▸ Task statement: Word for word, reproduce each line of the data below, omitting every image.

● ● ● ● ●

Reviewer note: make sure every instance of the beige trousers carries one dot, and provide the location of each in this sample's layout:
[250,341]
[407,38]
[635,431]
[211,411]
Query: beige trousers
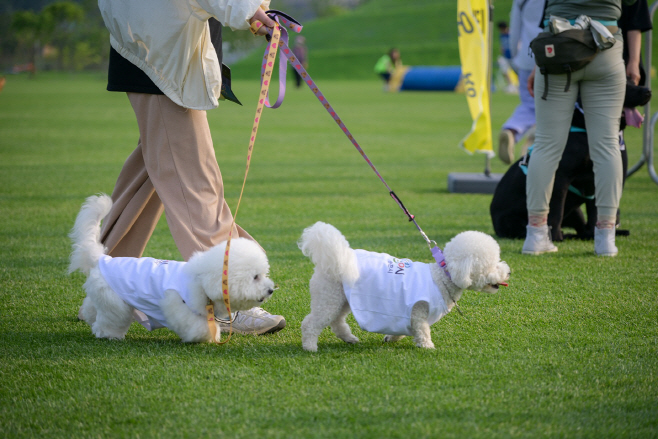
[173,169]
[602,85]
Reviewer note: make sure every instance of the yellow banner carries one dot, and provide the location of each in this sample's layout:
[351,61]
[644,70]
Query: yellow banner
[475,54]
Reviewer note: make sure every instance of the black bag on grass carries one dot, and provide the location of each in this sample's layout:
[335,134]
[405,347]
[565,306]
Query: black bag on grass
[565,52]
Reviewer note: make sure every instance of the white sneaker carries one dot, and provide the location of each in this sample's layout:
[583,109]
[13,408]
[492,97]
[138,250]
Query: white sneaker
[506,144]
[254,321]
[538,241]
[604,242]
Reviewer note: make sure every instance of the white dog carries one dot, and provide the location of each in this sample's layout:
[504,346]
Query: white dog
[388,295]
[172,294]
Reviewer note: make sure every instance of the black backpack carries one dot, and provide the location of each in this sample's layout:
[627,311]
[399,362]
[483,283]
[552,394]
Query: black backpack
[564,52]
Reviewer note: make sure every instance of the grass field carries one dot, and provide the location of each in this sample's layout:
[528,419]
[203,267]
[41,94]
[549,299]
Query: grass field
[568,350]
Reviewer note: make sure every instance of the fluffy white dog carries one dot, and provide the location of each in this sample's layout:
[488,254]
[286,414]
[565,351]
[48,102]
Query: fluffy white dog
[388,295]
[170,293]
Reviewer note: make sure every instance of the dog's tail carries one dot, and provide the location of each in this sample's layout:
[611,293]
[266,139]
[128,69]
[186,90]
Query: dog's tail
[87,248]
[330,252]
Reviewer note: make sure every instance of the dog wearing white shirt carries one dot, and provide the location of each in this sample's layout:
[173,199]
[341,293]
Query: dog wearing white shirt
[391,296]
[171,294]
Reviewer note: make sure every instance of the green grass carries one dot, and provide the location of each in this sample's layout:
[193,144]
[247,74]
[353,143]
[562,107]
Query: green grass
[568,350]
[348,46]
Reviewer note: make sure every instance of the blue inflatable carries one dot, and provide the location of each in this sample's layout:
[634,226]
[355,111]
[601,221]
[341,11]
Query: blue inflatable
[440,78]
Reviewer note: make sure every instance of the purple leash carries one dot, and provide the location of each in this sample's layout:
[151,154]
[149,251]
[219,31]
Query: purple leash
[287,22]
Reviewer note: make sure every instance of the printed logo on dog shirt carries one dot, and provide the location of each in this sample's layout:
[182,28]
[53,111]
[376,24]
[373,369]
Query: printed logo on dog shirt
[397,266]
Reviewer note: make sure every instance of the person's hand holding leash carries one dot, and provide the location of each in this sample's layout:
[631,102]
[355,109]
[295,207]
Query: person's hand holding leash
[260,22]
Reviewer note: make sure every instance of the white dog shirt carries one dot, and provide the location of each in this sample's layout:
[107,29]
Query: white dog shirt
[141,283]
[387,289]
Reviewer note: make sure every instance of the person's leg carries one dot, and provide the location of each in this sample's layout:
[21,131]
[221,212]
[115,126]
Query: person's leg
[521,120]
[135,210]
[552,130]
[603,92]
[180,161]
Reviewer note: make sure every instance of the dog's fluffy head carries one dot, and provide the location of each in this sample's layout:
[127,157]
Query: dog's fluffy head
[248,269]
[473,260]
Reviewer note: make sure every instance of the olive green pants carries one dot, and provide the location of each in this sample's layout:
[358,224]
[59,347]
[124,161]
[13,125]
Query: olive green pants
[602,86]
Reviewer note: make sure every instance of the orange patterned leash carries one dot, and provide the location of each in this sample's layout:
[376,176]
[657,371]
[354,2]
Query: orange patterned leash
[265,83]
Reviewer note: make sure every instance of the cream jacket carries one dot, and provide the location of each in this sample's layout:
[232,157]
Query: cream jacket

● ● ● ● ●

▸ Answer section:
Reviewer note: make sure every instance of the beige trousers carries one dot, and provide the location of each in this sample's layout:
[250,341]
[407,38]
[635,431]
[211,411]
Query: beige trousers
[173,169]
[602,85]
Reviewer note: make sure every instance of the yellow banner carries one dot, and provide the location of each in this sample's layout:
[351,61]
[644,70]
Query: yellow banner
[475,54]
Reviewer note: make sure every instance of the black bag on grass carries one dot, and provide the location of each in this sample's layout:
[335,134]
[405,347]
[565,306]
Query: black bag on grass
[565,52]
Reviewer note: make sure every instance of the white sneaker carries one dot, and provide the location of each in this sample's layout:
[583,109]
[13,408]
[492,97]
[138,250]
Query: white sneaker
[506,144]
[254,321]
[538,241]
[604,242]
Reviewer note: make sure every instance of the white dog carries one dot, and provide the location of each in this sample's layout:
[504,346]
Query: white dog
[388,295]
[172,294]
Reviewer note: make sure every instance of the black backpack carries one dot, and provide the location of each in this sample's layout:
[627,311]
[399,362]
[483,283]
[552,394]
Query: black backpack
[564,52]
Reviewer note: make sure every instance of the grass field carries one dot, and provide the location of each in this sample's layout:
[528,419]
[203,267]
[41,94]
[549,299]
Query: grass field
[568,350]
Reviewer note: make sure every instance of the fluffy white dog carries one dot, and provide the location of each in this sample's layout:
[488,254]
[286,414]
[565,351]
[48,102]
Query: fluffy white dog
[388,295]
[170,293]
Reviewer note: make sure every instance of the dog's tail carries one dot, and provide the location of each in this sample's layout:
[611,293]
[266,139]
[128,69]
[186,90]
Query: dog's tail
[87,248]
[330,252]
Reviewer note: make sure every instance of the dog wearing white shirt carries one dot, and provide the location of each in this sample's layout:
[173,199]
[341,293]
Query: dog wearing white shirt
[391,296]
[171,294]
Reviewer note: make sure every instance of the green grass carries one dot, and provide the location of each in this sample's layout:
[193,144]
[247,74]
[353,143]
[562,107]
Query: green grass
[568,350]
[348,46]
Reviewer note: make sure every instance of the blue inflatable carries one dot, and provide the location of each in this sample's layout:
[634,226]
[355,111]
[601,221]
[341,11]
Query: blue inflatable
[440,78]
Reviewer note: make sure every instance of the purple leash carries one dot, and provide the location of each in this sample's layout:
[151,154]
[149,251]
[219,31]
Query: purple leash
[287,22]
Reviewer note: make sure every instance of the printed logo on dog shirt carries one dot, and provide the location of each in this sample's layout:
[182,28]
[53,111]
[376,24]
[373,369]
Query: printed logo on dog shirt
[397,266]
Reviewer note: make sure every instance of the person's hand holding leash carries one dot, and provide the location of each in this sample's layout:
[631,102]
[355,109]
[295,207]
Query: person's hand holding leash
[260,22]
Reviewer note: make sure every instance of the white dog shirt carries one dot, and provide the location of each in this sample's layout:
[107,29]
Query: white dog shirt
[141,283]
[387,289]
Reviewer note: make sure every instance of the person's leg carries one dot, and provide the location of each in this sample's layout:
[21,131]
[221,212]
[115,126]
Query: person's leg
[521,120]
[135,210]
[552,130]
[603,92]
[180,161]
Reviewer note: make sure every instance of the dog's fluffy head carries one dot, and provide the location of each in this sample's layout:
[127,157]
Query: dog's fluffy head
[248,269]
[473,260]
Reviewer note: make sure every instance of the olive green pants carries one dot, and provide the location of each in this sample's layout:
[358,224]
[59,347]
[124,161]
[13,125]
Query: olive green pants
[602,86]
Reviewer note: make sure every instance of the orange patterned leash carries one dot, and provide the location of each in this sample's layout:
[376,176]
[657,371]
[354,2]
Query: orange patterned leash
[265,83]
Reviewer note: make sure every instance of the cream jacket carries one dot, and provide the location of each in this sample's layout:
[232,157]
Query: cream jacket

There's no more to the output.